## [Problem description]
Convert every line of the rows below into a JSON list of strings, one string per line, with blank lines omitted.

(Point placement records)
....................
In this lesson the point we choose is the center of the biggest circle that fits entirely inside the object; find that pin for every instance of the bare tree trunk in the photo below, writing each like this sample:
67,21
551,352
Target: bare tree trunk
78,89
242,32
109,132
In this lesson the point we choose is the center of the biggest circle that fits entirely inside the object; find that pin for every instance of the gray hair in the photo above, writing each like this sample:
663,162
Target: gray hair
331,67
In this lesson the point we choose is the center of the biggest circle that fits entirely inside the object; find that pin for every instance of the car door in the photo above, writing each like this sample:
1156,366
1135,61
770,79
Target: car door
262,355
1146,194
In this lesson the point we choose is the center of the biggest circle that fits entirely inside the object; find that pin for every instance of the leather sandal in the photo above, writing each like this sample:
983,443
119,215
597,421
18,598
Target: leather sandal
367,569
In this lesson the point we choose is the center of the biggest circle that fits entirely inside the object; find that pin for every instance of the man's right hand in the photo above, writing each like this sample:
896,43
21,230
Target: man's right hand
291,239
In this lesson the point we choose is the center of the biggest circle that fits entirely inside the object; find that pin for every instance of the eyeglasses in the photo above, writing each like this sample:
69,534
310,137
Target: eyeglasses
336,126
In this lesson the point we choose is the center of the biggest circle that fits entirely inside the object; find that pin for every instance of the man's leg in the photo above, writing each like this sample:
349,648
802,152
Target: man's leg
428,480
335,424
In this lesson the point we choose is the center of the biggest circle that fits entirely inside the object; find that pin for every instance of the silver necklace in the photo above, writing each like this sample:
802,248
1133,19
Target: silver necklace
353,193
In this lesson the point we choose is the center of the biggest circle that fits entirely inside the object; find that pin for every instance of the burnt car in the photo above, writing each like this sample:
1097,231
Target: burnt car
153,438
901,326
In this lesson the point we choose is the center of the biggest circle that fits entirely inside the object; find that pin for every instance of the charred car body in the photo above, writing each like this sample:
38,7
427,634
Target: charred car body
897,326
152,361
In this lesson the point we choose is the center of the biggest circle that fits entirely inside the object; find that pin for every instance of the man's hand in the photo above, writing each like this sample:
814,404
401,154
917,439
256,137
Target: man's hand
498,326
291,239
....................
## [Written answer]
[
  "In this lesson the point we choose is the center of the biggest circle that fits entirely inside the object; find that pin for every instance of the bare tree trunk in the photo below, writing each like this sample:",
  "67,21",
  "551,352",
  "Target: bare tree trunk",
  "78,89",
  "242,32",
  "109,132",
  "In this lesson the point we choose is the center of the biggest circle that fits entirely inside the object; find that pin for every instance of the gray hair in the photo above, writing each like this sample:",
  "663,162",
  "Target: gray hair",
  "331,67",
  "In this lesson the point we choose is the center of the biggest circle that fits entirely inside the object; find that pin for every instance of the car door in the photo above, writing each like this sample:",
  "1156,366",
  "1135,61",
  "770,79",
  "Target: car door",
  "262,355",
  "1146,194",
  "In this lesson the point we choose is the center of the biggest circle that fits entirely inside the object; find that pin for every instance of the leather sandal in the photo above, writing each like this sample:",
  "983,443",
  "119,215",
  "597,421",
  "18,598",
  "Target: leather sandal",
  "367,569",
  "In this lesson the point we choose is the center of the biggest circle that fits entirely inside the object; find that pin for every instance of the man's right hand in the photo above, writing each like this sample:",
  "896,43",
  "21,230",
  "Target: man's right hand",
  "291,239",
  "In this lesson the point we choose is the center of the biggest circle that fits entirely inside the object; find that pin for every instance of the eyeglasses in the photo above, writing each like this sample:",
  "69,534",
  "310,137",
  "Target: eyeglasses",
  "336,126",
  "In this lesson the point we choose is the center of the biggest circle that fits entirely inside the object; find that pin for every instance of the man's leg in the photo above, writing each like this sample:",
  "349,648",
  "802,152",
  "Target: man's leg",
  "428,480",
  "335,424",
  "In this lesson the point we choose is the center of the biggest circle that fits entirely inside the object; find that pin for every instance of the silver necklace in the photo above, writing each like this sample:",
  "802,248",
  "1133,19",
  "Target: silver necklace",
  "353,193",
  "In this lesson the point we choose is the center of the biggest circle that fits entirely inside the object; find that pin for every instance of the burnt car in the photo above, writing each like this sample:",
  "1097,231",
  "Target: burnt car",
  "153,438",
  "901,326",
  "In this lesson the point we choose is the center of the biggest circle that fits entirely inside the object; find that pin for every instance of the charred car body in the photo above, writing each like this sample:",
  "38,7",
  "427,634",
  "Target: charred car body",
  "897,326",
  "152,361",
  "In this lesson the point we choose is the center of the biggest circle that fits entirely inside the object; find that pin for every instance of the man's hand in the photo above, writing each like this sample:",
  "814,404",
  "401,154",
  "917,439",
  "256,137",
  "Target: man's hand",
  "498,326",
  "291,239"
]